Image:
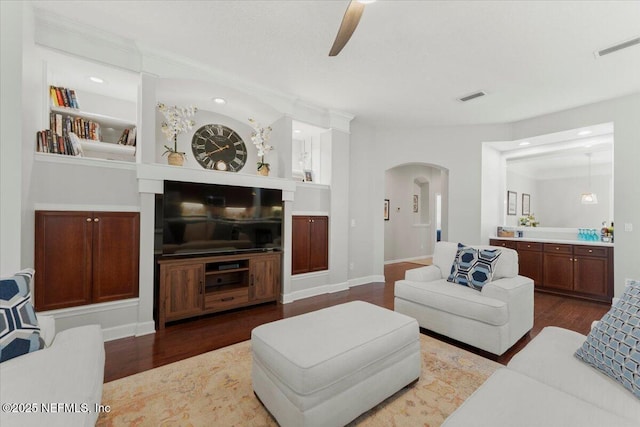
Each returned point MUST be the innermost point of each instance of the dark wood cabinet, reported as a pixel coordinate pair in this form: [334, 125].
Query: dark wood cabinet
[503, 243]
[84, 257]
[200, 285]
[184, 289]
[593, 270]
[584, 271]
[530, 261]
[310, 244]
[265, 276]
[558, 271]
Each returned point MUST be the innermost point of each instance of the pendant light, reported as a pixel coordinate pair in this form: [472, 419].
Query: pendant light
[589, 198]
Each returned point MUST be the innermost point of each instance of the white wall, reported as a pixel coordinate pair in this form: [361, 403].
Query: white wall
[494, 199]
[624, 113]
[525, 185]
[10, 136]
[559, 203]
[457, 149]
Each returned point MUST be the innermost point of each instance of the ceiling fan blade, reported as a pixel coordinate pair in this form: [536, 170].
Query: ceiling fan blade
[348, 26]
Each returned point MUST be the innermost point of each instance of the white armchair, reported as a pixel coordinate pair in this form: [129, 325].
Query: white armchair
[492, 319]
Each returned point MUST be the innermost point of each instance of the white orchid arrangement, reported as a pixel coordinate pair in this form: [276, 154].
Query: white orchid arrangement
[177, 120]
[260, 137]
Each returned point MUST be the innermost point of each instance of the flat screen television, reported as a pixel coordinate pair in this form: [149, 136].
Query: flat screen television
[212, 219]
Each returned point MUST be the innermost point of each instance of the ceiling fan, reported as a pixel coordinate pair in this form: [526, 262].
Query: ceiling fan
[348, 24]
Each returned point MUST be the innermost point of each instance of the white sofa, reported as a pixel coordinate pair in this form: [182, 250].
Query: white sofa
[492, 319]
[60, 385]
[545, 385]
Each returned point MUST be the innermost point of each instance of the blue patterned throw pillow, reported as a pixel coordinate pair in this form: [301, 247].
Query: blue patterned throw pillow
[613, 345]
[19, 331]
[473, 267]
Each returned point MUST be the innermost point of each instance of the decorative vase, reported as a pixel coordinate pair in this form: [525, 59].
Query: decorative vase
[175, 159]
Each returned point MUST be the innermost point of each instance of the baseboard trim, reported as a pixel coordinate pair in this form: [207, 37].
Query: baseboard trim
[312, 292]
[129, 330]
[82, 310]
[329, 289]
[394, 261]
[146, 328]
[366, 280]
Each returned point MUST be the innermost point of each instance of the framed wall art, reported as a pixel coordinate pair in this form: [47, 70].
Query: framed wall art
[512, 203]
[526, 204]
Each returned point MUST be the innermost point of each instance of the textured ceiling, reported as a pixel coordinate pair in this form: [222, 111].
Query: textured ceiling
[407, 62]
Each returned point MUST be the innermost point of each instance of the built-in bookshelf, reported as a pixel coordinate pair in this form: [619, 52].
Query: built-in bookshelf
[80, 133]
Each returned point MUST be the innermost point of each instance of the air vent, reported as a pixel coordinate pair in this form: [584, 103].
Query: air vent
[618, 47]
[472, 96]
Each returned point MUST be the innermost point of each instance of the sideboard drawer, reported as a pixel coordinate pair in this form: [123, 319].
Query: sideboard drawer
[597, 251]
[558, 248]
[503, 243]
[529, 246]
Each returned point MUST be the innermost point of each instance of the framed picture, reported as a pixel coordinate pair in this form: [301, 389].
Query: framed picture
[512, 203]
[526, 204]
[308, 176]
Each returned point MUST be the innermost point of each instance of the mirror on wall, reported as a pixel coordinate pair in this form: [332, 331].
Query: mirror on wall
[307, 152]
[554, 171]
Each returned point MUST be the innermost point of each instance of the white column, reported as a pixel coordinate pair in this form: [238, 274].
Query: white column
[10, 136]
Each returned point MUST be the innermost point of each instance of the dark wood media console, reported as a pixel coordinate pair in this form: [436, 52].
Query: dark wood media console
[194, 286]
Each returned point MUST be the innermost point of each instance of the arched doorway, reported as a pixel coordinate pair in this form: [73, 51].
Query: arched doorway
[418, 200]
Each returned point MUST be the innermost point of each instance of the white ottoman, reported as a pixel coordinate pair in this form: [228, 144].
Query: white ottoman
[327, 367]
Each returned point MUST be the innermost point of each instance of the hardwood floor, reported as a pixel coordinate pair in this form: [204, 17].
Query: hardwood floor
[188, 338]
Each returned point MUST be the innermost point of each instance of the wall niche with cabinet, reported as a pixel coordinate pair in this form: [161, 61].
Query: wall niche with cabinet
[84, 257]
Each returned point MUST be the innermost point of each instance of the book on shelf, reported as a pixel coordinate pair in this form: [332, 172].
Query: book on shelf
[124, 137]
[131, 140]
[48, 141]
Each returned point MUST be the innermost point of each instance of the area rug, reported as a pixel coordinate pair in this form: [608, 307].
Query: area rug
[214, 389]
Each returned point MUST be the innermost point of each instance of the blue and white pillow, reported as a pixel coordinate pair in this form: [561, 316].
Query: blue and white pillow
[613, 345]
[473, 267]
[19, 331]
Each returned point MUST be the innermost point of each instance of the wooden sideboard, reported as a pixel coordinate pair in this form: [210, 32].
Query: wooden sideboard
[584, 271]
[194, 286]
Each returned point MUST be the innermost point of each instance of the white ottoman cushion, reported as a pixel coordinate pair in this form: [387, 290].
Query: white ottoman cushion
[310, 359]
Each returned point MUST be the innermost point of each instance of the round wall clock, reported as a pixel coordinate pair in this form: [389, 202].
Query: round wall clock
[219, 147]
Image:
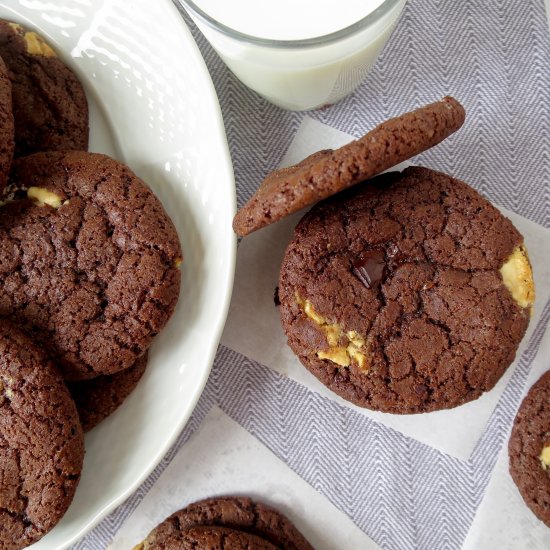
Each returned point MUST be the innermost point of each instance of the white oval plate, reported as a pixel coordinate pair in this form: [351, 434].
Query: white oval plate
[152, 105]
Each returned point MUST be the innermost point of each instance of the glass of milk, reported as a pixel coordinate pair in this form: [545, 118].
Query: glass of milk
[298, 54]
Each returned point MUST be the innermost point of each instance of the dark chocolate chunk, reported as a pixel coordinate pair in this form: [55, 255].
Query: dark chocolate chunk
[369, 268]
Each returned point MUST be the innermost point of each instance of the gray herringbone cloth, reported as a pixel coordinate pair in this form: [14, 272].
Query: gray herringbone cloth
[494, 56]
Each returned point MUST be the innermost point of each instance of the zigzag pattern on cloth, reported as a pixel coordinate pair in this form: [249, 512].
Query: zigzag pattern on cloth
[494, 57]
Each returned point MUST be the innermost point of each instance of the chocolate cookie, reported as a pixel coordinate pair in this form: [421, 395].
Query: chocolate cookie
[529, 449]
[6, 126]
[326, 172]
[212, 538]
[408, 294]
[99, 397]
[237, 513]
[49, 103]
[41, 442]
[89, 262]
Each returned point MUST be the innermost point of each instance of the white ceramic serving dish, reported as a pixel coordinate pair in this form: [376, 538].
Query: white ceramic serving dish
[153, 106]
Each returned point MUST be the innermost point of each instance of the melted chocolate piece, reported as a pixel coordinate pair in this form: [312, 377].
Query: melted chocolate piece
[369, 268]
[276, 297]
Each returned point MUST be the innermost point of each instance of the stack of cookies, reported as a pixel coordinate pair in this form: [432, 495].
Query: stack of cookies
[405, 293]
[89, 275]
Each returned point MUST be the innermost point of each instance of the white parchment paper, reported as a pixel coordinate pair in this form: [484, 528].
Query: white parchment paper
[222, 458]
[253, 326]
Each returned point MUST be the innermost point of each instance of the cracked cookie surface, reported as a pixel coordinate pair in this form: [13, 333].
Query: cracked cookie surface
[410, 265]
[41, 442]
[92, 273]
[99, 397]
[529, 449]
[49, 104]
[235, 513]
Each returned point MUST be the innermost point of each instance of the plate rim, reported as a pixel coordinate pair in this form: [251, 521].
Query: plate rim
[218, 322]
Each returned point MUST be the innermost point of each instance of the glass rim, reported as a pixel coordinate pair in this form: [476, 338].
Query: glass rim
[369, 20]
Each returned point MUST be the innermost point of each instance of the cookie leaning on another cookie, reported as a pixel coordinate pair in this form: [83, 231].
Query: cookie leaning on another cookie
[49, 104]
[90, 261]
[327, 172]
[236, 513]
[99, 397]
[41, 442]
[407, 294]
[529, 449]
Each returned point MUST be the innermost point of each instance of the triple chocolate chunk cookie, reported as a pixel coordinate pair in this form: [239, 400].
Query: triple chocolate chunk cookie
++++++++++
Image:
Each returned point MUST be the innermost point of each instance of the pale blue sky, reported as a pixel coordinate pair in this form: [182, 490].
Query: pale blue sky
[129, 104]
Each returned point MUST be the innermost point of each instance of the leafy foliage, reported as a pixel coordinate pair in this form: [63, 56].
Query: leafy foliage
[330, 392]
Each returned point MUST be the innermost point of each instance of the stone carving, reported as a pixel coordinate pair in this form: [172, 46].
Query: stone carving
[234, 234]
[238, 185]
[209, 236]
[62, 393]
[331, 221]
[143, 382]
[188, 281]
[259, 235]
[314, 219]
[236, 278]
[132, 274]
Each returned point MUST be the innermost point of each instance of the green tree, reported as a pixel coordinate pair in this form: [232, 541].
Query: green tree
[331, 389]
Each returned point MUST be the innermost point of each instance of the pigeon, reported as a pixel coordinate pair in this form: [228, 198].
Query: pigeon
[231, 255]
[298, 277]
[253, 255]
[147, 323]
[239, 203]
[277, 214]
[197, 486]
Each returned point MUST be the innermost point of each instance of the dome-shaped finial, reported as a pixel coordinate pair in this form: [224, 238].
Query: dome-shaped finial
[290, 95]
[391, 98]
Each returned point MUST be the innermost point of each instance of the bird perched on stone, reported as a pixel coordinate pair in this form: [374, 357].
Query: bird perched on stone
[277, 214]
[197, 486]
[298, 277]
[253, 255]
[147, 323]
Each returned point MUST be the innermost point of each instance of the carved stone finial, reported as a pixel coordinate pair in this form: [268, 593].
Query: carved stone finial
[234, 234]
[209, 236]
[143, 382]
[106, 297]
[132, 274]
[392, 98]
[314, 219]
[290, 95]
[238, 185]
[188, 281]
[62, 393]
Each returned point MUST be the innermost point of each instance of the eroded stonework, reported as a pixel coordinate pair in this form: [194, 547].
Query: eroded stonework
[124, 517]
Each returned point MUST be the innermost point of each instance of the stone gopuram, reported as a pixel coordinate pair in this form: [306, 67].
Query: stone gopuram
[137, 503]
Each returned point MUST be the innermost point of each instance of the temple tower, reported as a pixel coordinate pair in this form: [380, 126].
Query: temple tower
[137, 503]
++++++++++
ABOUT THIS TASK:
Scan the records for the string "triple" and report each line where it occurs.

ANSWER TO THIS EXERCISE:
Each returned point MUST be the innermost point of each instance of the triple chocolate chunk cookie, reported as a pixel coordinate pair in this form: [239, 400].
Query: triple chocolate chunk cookie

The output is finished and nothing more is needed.